Will you print the material below without altering a single character?

....................

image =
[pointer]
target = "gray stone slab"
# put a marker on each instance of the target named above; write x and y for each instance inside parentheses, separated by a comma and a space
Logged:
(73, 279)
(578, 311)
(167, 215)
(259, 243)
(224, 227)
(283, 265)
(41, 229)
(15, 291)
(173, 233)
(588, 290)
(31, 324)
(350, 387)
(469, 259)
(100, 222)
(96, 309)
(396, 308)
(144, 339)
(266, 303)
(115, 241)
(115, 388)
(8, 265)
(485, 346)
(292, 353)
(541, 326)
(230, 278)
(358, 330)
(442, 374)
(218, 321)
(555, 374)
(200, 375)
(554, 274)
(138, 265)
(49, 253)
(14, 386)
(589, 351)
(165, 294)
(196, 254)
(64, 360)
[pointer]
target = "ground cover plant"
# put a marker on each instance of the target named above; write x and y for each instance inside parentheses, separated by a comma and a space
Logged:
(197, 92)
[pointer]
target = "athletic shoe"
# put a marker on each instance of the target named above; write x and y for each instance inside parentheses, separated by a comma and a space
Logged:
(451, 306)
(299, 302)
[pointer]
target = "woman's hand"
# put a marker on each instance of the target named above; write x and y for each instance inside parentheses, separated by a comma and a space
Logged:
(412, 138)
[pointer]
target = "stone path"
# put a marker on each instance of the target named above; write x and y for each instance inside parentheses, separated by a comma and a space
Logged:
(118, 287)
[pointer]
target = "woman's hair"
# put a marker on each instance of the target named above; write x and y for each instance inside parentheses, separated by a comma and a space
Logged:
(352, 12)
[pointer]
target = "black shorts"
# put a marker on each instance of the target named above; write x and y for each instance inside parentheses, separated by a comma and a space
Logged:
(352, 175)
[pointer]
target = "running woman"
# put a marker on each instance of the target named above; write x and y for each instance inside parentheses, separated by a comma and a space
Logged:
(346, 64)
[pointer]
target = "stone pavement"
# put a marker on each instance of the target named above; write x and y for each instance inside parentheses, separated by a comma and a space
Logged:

....................

COMPLETE ANSWER →
image =
[pointer]
target = "gray stone slab"
# put a marker on each instance of the target named above; write x and y for each instance inside parentheses, separated by a comma and a space
Logged:
(73, 279)
(578, 311)
(167, 215)
(259, 243)
(224, 227)
(283, 265)
(41, 229)
(15, 291)
(173, 233)
(588, 290)
(31, 324)
(350, 387)
(469, 259)
(100, 222)
(96, 309)
(396, 308)
(144, 339)
(266, 303)
(115, 241)
(115, 388)
(8, 265)
(485, 346)
(292, 353)
(541, 326)
(230, 278)
(358, 330)
(442, 374)
(218, 321)
(555, 374)
(200, 375)
(554, 274)
(138, 265)
(49, 253)
(14, 386)
(589, 351)
(165, 294)
(196, 254)
(64, 360)
[pointer]
target = "ground cover plant"
# put a marker on each instance of the target named above; write x and y for each instance inside parentheses, separated by a comma and a space
Logged:
(197, 92)
[pointer]
target = "athletic shoe"
# put a marker on each instance of the target named above; write x and y for each instance inside parentheses, separated by a comma and a space
Logged:
(451, 306)
(299, 302)
[pointer]
target = "woman's hand"
# put a marker on each instance of the target named above; write x and y for each instance inside parentheses, separated by a comma and a space
Logged:
(412, 138)
[pointer]
target = "stone path"
# put a marker on each instance of the target named above; write x and y for each instance inside parentheses, separated by a comma and a space
Logged:
(118, 287)
[pointer]
target = "woman's hair"
# put a marker on each instance of the target named above; write x and y for each instance inside parentheses, separated by a comma and a space
Logged:
(352, 12)
[pointer]
target = "black shorts"
# put a marker on each instance of the target named above; write x and y for each instance inside parentheses, separated by a comma and a space
Logged:
(352, 175)
[pointer]
target = "running woman"
# put a marker on each instance of the target named above; write x and y for each instance inside parentheses, separated by a comma and a space
Logged:
(346, 64)
[pointer]
target = "stone pavement"
# put a marker on each instance of the target named above; write x and y for each instance inside parentheses, separated by a comma and a space
Logged:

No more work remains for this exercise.